═══ Trecho da página ═══

Folha de S. Paulo


Kennedy deixa herança de ideais, mas conquistas são limitadas

John F. Kennedy deixou um legado político cheio de esperanças e ideias que continuam vivos, mas os historiadores destacam que, por trás do poder arrebatador do carismático presidente, o balanço de sua administração é modesto.

Esta semana, os Estados Unidos celebram o 50º aniversário de um assassinato que chocou o mundo. O choque foi tão intenso que muitas pessoas se lembram ainda hoje do que faziam no momento em que souberam que JFK havia sido baleado e morto naquele 22 de novembro de 1963, em Dallas.

Meio século depois, renova-se o escrutínio da imagem deixada por esse jovem presidente cheio de vida, ícone político e cultural de uma época em que o país recém saía da angústia do Pós-Guerra.

Em 1960, JFK se apresentou como o homem da mudança. Para a geração de "baby-boomers" que inspirou, sua presidência encarna um período de grandes esperanças, mas é destruída em pleno voo. A morte contribuiu para manter Kennedy como símbolo da juventude perpétua e da promessa nunca ofuscada.

Para muitos, ele continua sendo o herói corajoso da Segunda Guerra Mundial, atlético e de sorriso sedutor, pai de família e (ao mesmo tempo) mulherengo, casado com uma das maiores referências de elegância do mundo. Ou ainda, como o líder que evita, no último momento, uma guerra nuclear.

═══

• **Exercício**
Copie integralmente o texto sobre o legado de Kennedy, sem alterar nenhum caractere. Os registros não têm nenhuma função nesta etapa.

═══ Registros ═══

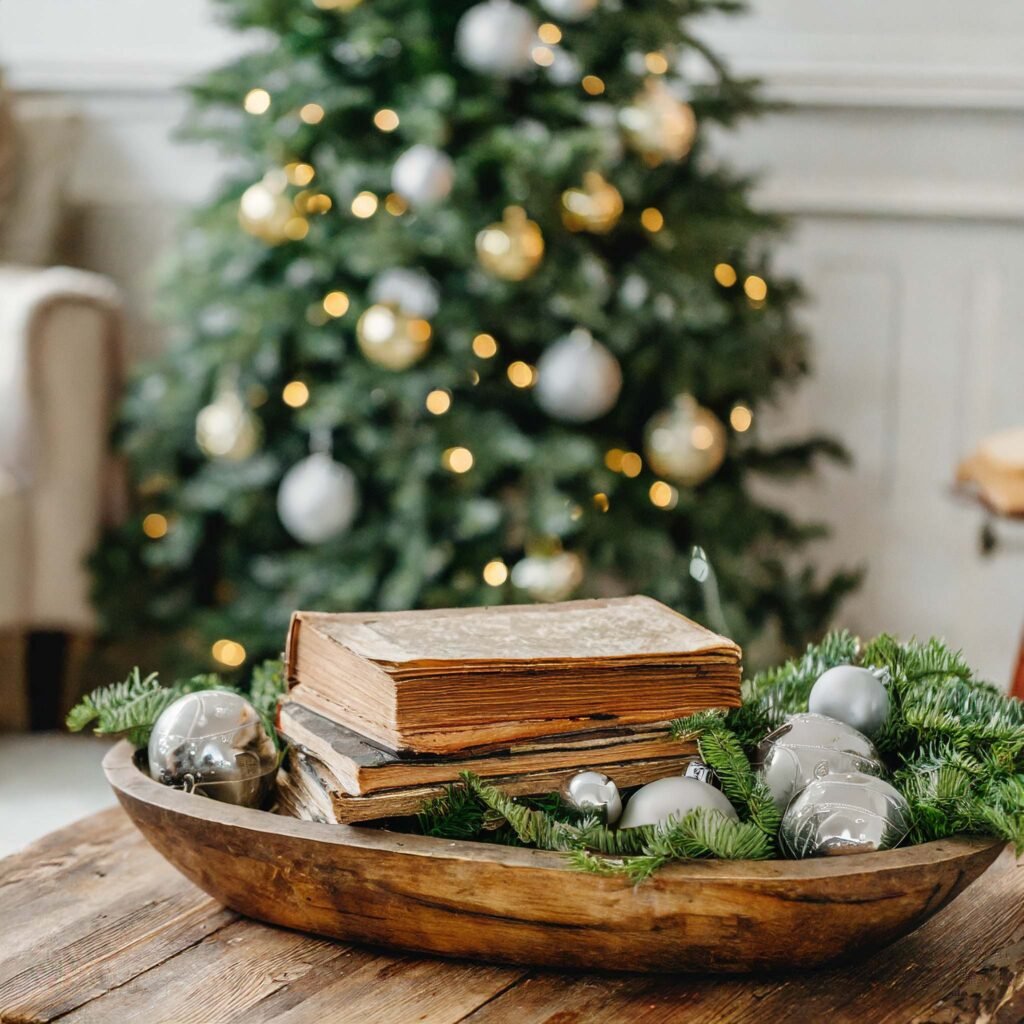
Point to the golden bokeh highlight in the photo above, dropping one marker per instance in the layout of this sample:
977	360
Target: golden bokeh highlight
299	174
311	114
458	460
365	205
665	496
725	274
702	437
756	288
652	219
155	525
632	464
521	374
496	572
228	652
438	401
484	346
295	393
386	119
656	64
256	101
336	304
740	418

═══

• **Resolução do exercício**
Folha de S. Paulo


Kennedy deixa herança de ideais, mas conquistas são limitadas

John F. Kennedy deixou um legado político cheio de esperanças e ideias que continuam vivos, mas os historiadores destacam que, por trás do poder arrebatador do carismático presidente, o balanço de sua administração é modesto.

Esta semana, os Estados Unidos celebram o 50º aniversário de um assassinato que chocou o mundo. O choque foi tão intenso que muitas pessoas se lembram ainda hoje do que faziam no momento em que souberam que JFK havia sido baleado e morto naquele 22 de novembro de 1963, em Dallas.

Meio século depois, renova-se o escrutínio da imagem deixada por esse jovem presidente cheio de vida, ícone político e cultural de uma época em que o país recém saía da angústia do Pós-Guerra.

Em 1960, JFK se apresentou como o homem da mudança. Para a geração de "baby-boomers" que inspirou, sua presidência encarna um período de grandes esperanças, mas é destruída em pleno voo. A morte contribuiu para manter Kennedy como símbolo da juventude perpétua e da promessa nunca ofuscada.

Para muitos, ele continua sendo o herói corajoso da Segunda Guerra Mundial, atlético e de sorriso sedutor, pai de família e (ao mesmo tempo) mulherengo, casado com uma das maiores referências de elegância do mundo. Ou ainda, como o líder que evita, no último momento, uma guerra nuclear.